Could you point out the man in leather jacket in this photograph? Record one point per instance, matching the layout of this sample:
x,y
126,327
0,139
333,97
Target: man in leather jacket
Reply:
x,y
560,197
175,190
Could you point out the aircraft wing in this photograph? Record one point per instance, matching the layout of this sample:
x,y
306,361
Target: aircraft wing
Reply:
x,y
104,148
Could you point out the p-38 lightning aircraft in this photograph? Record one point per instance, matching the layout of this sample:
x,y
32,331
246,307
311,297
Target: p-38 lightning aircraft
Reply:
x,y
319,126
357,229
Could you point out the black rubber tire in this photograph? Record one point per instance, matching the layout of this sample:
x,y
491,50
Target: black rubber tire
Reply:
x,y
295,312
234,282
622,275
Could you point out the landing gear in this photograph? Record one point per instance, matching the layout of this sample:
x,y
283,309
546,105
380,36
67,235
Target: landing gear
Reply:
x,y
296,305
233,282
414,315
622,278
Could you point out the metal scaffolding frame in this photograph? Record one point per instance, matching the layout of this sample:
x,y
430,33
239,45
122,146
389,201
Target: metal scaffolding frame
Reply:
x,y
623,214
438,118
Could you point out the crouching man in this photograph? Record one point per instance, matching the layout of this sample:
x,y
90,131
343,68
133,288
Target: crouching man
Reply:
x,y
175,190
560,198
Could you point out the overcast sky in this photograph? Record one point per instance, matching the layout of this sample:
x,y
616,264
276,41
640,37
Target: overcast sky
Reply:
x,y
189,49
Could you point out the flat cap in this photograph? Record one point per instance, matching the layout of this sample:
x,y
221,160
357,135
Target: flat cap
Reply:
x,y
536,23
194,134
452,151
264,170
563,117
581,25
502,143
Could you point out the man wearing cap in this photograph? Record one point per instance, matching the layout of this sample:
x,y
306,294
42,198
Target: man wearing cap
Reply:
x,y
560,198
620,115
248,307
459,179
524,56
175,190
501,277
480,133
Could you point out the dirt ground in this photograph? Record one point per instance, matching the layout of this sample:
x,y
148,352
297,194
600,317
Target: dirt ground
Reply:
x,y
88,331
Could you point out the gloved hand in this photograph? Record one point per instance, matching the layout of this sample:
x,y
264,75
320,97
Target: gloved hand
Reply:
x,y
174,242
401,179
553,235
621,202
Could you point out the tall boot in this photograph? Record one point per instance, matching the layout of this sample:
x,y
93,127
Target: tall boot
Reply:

+--

Aim of the exercise ▸ Return the line that contains "Could you point out the man wearing" along with every line after it through the end of the entries, exactly, adding nothing.

Completed task ▸
Could you point out the man wearing cap in this photograph? Record one point per instance, matching the layout of this sample:
x,y
306,294
42,198
Target: man wearing cap
Reply:
x,y
560,198
620,115
248,307
459,179
524,56
175,190
501,277
480,133
Could you point out the dirt ground in this photograph? Record one point per instance, matching the layout of this sample:
x,y
148,352
297,194
600,317
Target: dirt ground
Reply:
x,y
88,331
Could you point out the gloved hand in this photograph? Record one point per instance, matching the layout of this sample:
x,y
264,75
320,97
Target: gloved hand
Reply:
x,y
174,242
401,179
553,235
621,202
Could you point out the tall boot in this photograph? Record one point per instance, matching the layout of this sample:
x,y
93,127
Target: tall boot
Reply:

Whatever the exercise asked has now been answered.